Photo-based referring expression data
-.-.-
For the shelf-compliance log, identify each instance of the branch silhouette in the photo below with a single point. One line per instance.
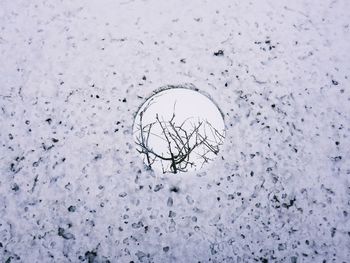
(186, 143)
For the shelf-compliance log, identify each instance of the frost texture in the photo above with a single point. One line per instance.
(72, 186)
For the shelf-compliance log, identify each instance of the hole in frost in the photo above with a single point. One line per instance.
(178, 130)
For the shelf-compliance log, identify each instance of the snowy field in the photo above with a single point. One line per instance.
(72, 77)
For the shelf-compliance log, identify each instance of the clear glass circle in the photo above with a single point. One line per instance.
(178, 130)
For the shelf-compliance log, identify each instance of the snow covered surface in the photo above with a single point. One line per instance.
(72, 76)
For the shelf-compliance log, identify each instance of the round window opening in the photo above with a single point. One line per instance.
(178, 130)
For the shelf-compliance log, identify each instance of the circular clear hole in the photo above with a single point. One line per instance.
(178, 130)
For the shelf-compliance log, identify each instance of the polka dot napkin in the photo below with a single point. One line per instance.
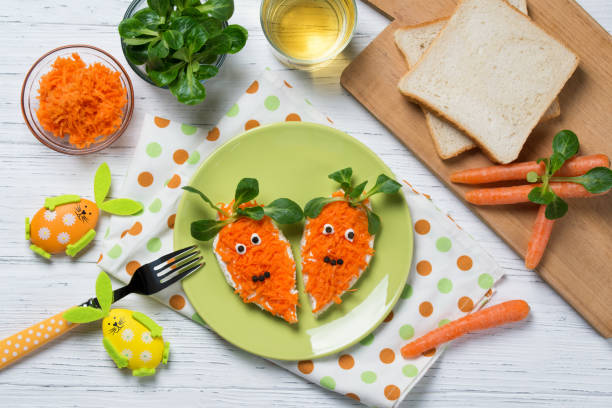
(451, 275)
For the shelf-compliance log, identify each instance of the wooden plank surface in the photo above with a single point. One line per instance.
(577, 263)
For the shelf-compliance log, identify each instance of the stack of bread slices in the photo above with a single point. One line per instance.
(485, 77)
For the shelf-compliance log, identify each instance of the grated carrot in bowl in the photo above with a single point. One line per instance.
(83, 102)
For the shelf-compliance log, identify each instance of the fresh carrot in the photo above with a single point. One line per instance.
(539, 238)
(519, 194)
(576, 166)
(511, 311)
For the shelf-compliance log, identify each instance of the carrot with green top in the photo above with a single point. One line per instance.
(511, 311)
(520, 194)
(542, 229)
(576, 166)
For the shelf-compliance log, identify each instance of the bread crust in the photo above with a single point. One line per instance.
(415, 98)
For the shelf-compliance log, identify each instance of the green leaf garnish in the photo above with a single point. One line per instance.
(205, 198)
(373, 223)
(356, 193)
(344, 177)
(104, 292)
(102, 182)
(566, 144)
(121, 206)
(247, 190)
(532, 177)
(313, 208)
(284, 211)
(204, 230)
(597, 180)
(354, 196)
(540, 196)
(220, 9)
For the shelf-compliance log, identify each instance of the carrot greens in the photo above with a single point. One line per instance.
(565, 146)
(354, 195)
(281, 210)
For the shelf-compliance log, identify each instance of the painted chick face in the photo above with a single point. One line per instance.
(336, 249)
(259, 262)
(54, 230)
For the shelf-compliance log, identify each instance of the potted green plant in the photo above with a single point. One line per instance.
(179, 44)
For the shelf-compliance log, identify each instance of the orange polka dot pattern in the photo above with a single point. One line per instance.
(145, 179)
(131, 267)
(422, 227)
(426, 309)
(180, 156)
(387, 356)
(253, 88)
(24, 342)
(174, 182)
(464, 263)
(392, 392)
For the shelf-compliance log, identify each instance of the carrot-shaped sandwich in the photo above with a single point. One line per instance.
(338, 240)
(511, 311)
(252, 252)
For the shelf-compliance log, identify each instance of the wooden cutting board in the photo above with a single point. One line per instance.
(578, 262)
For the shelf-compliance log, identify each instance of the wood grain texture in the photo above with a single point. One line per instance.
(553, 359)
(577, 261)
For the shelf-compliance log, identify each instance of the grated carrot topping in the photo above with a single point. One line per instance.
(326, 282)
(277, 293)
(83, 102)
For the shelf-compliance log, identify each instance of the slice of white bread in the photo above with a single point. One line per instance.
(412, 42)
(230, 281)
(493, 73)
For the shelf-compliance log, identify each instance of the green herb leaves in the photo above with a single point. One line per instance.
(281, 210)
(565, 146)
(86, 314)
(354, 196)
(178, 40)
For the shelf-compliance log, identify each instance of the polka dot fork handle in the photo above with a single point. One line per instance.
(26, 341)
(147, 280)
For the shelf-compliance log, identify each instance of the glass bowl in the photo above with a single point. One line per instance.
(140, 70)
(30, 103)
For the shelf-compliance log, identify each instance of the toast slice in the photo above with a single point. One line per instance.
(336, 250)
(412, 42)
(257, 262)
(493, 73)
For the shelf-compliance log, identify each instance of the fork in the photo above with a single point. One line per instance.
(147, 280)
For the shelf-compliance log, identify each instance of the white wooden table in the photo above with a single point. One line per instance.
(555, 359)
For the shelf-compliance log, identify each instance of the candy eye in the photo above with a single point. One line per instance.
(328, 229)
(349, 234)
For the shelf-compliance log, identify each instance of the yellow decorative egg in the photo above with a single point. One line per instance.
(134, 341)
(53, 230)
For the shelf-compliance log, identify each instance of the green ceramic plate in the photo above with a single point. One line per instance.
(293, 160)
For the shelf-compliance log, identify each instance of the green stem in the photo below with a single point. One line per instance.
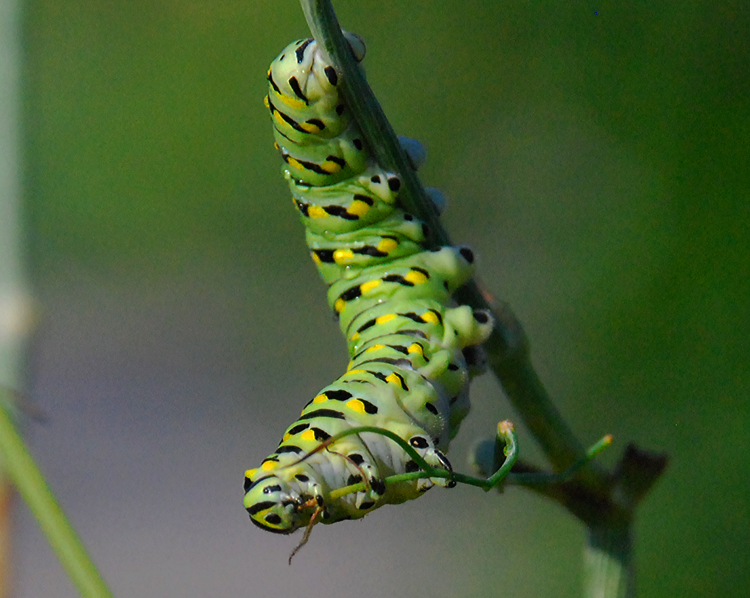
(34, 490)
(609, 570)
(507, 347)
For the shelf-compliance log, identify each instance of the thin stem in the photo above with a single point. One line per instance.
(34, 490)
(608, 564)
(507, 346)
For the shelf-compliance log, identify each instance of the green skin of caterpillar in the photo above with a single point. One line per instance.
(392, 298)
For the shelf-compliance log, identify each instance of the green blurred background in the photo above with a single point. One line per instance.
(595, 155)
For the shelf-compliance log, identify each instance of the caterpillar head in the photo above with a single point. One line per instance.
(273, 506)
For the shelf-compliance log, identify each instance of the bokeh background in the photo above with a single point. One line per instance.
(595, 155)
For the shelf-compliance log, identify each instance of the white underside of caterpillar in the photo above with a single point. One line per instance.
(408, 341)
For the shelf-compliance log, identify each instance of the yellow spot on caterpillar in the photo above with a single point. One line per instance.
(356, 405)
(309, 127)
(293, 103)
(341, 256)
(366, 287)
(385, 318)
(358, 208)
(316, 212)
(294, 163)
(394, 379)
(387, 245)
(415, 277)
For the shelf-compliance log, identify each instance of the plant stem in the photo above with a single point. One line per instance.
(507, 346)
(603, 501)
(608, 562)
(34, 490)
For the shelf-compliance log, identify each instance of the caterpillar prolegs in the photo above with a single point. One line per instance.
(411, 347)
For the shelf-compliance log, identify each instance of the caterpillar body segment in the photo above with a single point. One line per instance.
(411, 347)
-.-.-
*ACTION ITEM*
Return the lines above exactly; the images are not part of the copy.

*ANSWER TO THIS EXERCISE*
For the shelf-compliance log, identify each instance of the branch silhouette in the photo below with a single point. One line per instance.
(186, 143)
For the shelf-compliance log, identify each instance of the frost texture in the photo above with a single point. One line per instance.
(72, 186)
For the shelf-compliance log, identify each instance of the hole in frost in the photo above with a single point. One line per instance.
(178, 130)
For the shelf-compliance log, identify each instance of the snowy field in the photo above with a single point. One line per instance.
(72, 77)
For the shelf-compliance log, identify each instance of the clear glass circle in the photo above with a single point. One line per instance.
(178, 130)
For the shelf-compliance log, identify each instance of the snow covered surface in the photo above with a single point. One line per instance.
(72, 76)
For the shelf-compliance log, identify each instance of the round window opening in the photo above with a single point. One line per instance.
(178, 130)
For the shelf-compliance log, identify each instance of the circular clear hole in the photo above with a single point. One line per instance.
(178, 130)
For the shelf-compliance log, identify each instance of the polka dot napkin in the photo below with a single point. One line per instance.
(451, 275)
For the shelf-compliance log, identify each instance of the wooden plank surface in the photo above with a single point. One line per instance.
(577, 263)
For the shelf-compliance log, identify each instance of the stack of bread slices in the photo above with a single point. One line per instance.
(485, 77)
For the shelf-compliance log, identify each instance of the grated carrot in bowl in the photo above with a single point. One line per instance.
(83, 102)
For the shelf-compliance log, identify each instance of the fresh carrot in the photo above with a single point. One line per instance.
(539, 238)
(519, 194)
(576, 166)
(511, 311)
For the shelf-compliance log, identify each instance of the carrot with green top in the photo above with a single point. One line per instance.
(511, 311)
(520, 194)
(542, 229)
(576, 166)
For the shelf-compliance log, identify each instance of the bread crust in the photo above with a single point. One line per instance.
(415, 98)
For the shelf-compliance log, identify each instance of the green leaf garnish in the photo above with a single point. One line per instance.
(205, 198)
(373, 223)
(356, 193)
(344, 177)
(104, 292)
(102, 182)
(566, 144)
(121, 206)
(247, 190)
(532, 177)
(313, 208)
(284, 211)
(204, 230)
(597, 180)
(354, 196)
(540, 196)
(220, 9)
For the shelf-compliance log, identify each instance of the carrot greens in the photo above with a single point. One line per instance.
(565, 146)
(354, 195)
(281, 210)
For the shelf-compliance log, identify each instance of the painted chick face in the photo above with a single point. One line per instance.
(336, 249)
(259, 262)
(54, 230)
For the shelf-compliance log, identify each instance of the potted green plant in the photo above with a single point. One line per instance.
(179, 44)
For the shelf-compliance log, identify each instance of the orange polka dot pattern in the photo above with a single point. One line per instance.
(145, 179)
(131, 267)
(422, 227)
(426, 309)
(180, 156)
(387, 356)
(253, 88)
(24, 342)
(174, 182)
(464, 263)
(392, 392)
For the shelf-compliance log, identify each instance of the carrot-shaped sandwich in the photo above with a single point. One line per instance.
(338, 240)
(511, 311)
(252, 252)
For the shelf-compliance log, identify each instance of the wooden cutting board in the photo above with a single point. One line per instance.
(578, 262)
For the shelf-compliance log, identify each instance of the wood grain texture in the photo above with a single point. One line per instance.
(553, 359)
(577, 261)
For the shelf-compliance log, identify each instance of the grated carrot topping in the photo above with a single point. One line per instance.
(326, 282)
(277, 293)
(83, 102)
For the shelf-compliance log, identify each instance of the slice of white bread in the photo above with a single point. One line per instance.
(412, 42)
(230, 281)
(493, 73)
For the shelf-compliance log, identify each instance of the green herb leaves in the photo above with a single point. One line per instance.
(281, 210)
(565, 146)
(86, 314)
(354, 196)
(178, 40)
For the shelf-compliance log, identify each instance of the polka dot fork handle in the photo above with a single point. One line per instance.
(26, 341)
(147, 280)
For the shelf-compliance log, identify each instance of the glass bowl in the photo above with a single point. One line per instance.
(140, 70)
(30, 103)
For the shelf-compliance log, identify each instance of the toast slice in the photo above with a single point. One line per instance.
(336, 250)
(412, 42)
(257, 262)
(493, 73)
For the shelf-compliance log, identify each instance of the fork in the photo above with a single point. One line per instance.
(147, 280)
For the shelf-compliance log, identify each instance of the white wooden table in the photo above with a single point. One line per instance.
(555, 359)
For the shelf-compliance log, identify each instance of the candy eye in the photo above with a single point. One line per instance.
(328, 229)
(349, 234)
For the shelf-compliance log, identify each instance of the yellow decorative egg in the photo above with a single point. One line per instance.
(134, 341)
(53, 230)
For the shelf-compliance log, identify each instance of the green ceramic plate in the photo above with a single point. One line per instance.
(293, 160)
For the shelf-compliance log, identify each instance of the green stem in the photo below with a single point. One line per instance.
(34, 490)
(609, 570)
(507, 347)
For the shelf-compliance log, identify each instance of the thin stem in the photo above with a single point. One line per instance.
(34, 490)
(608, 564)
(507, 346)
For the shelf-compliance log, identify each instance of the green skin of caterpillar in the photo above with a single point. One line per instance.
(392, 298)
For the shelf-compliance log, identify each instance of the green blurred background in the photo above with a single point. One line per instance.
(595, 155)
For the shelf-compliance log, identify each instance of the caterpillar head in the photo above with a single point. One line per instance.
(273, 506)
For the shelf-compliance log, identify each instance of the bokeh background in the photo above with a single point. One line per instance.
(595, 155)
For the shelf-compliance log, identify each instance of the white underside of caterpillar in the photo above with a single point. One line per instance.
(408, 341)
For the shelf-compliance log, identify each instance of the yellow spot on caterpillar in the photo above with a single point. One line per instance.
(356, 405)
(309, 127)
(293, 103)
(341, 256)
(366, 287)
(385, 318)
(358, 208)
(316, 212)
(294, 163)
(394, 379)
(387, 245)
(415, 277)
For the shelf-compliance log, identify each instance of the plant stem in the photo above with a single point. One line per instance.
(507, 346)
(603, 501)
(608, 562)
(34, 490)
For the shelf-compliance log, identify each instance of the caterpillar prolegs in the photo above with a single point. One line per instance.
(411, 347)
For the shelf-compliance log, identify each instance of the caterpillar body segment in the photo above with a single point. One line per instance.
(411, 347)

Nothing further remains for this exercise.